> [SOURCE EXTRACT]:

+++

Feeding the economic recovery, Eyler pointed out, are employers who are feeling more confident about the future and consequently hiring more workers. Those factors help stabilize the labor and housing markets, he noted.

Number crunchers can take some joy from July employment numbers that came out last week, but Eyler said there’s a long, slow road ahead. And what August’s numbers could show could bring disappointment.

Butte County’s unemployment numbers from July, released by the state Friday, showed fewer people on unemployment, but also fewer jobs.

Butte County’s unemployment rate for July stood at 11.1% , down from 12.2% in June. There were more than 10,400 residents without work.

Eyler didn’t focus on Butte County during Monday’s monthly analysis webinar, but there were many parallel indicators that showed a “less dim” picture.

An economics professor at Sonoma State University with an economic forecast firm, Eyler has been watching economic factors since the California shut down under coronavirus.

“Good things are happening,” Eyler said Monday, picking and choosing places to point out, such as what’s happening with housing.

+++

> [ACTIVITY LIST]:
[1] In the Butte County excerpt, what was the county's unemployment rate for July?
[2] Write out the Butte County excerpt without changes from "Number crunchers can" to "residents without work.".
The data that come next are not needed.

> [SUPPLIED DATA]:

+++

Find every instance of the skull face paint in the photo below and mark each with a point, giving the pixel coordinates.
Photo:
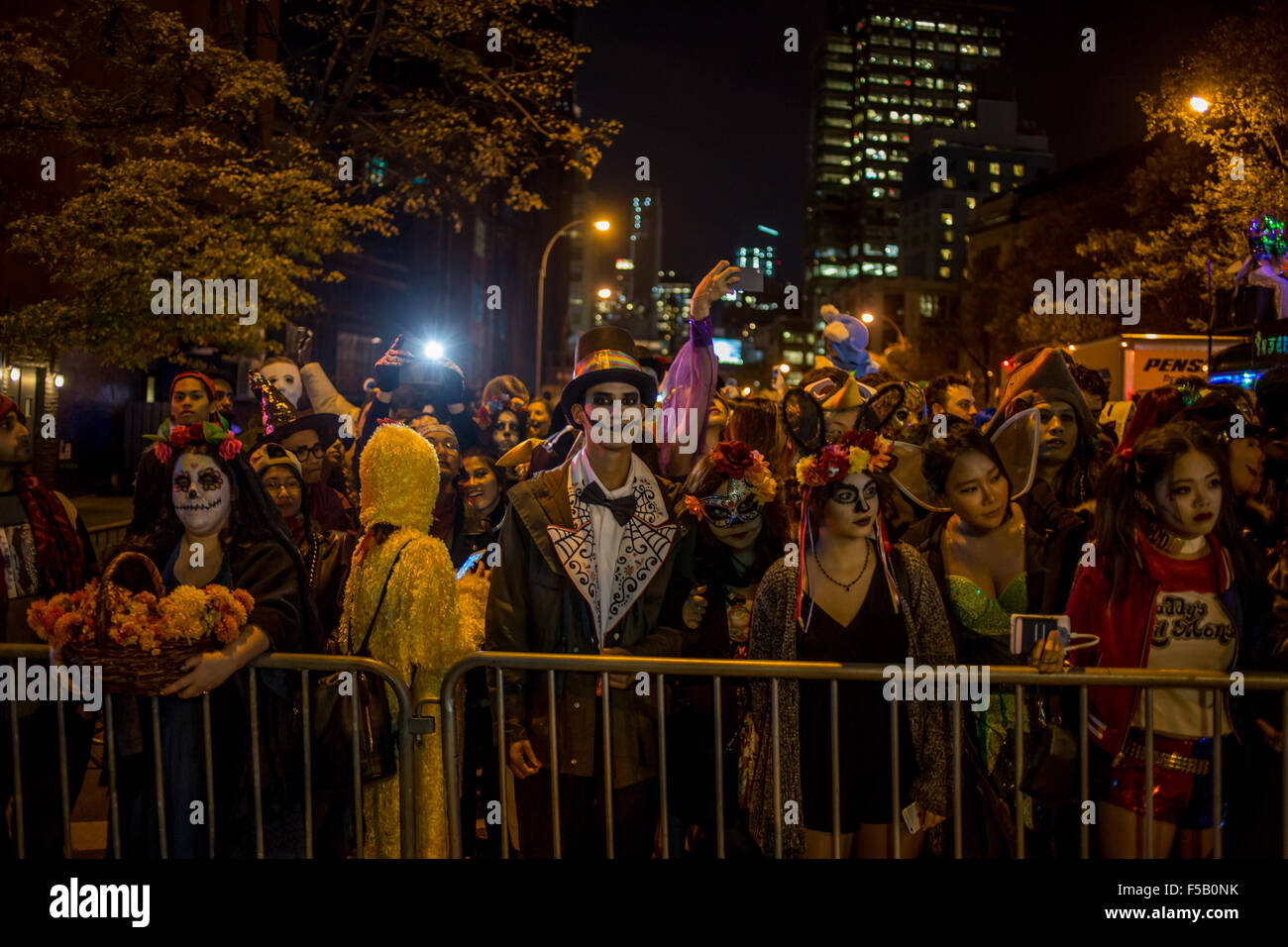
(201, 493)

+++

> [ANSWERS TO EACH TASK]:
[1] 11.1%

[2]
Number crunchers can take some joy from July employment numbers that came out last week, but Eyler said there’s a long, slow road ahead. And what August’s numbers could show could bring disappointment.

Butte County’s unemployment numbers from July, released by the state Friday, showed fewer people on unemployment, but also fewer jobs.

Butte County’s unemployment rate for July stood at 11.1% , down from 12.2% in June. There were more than 10,400 residents without work.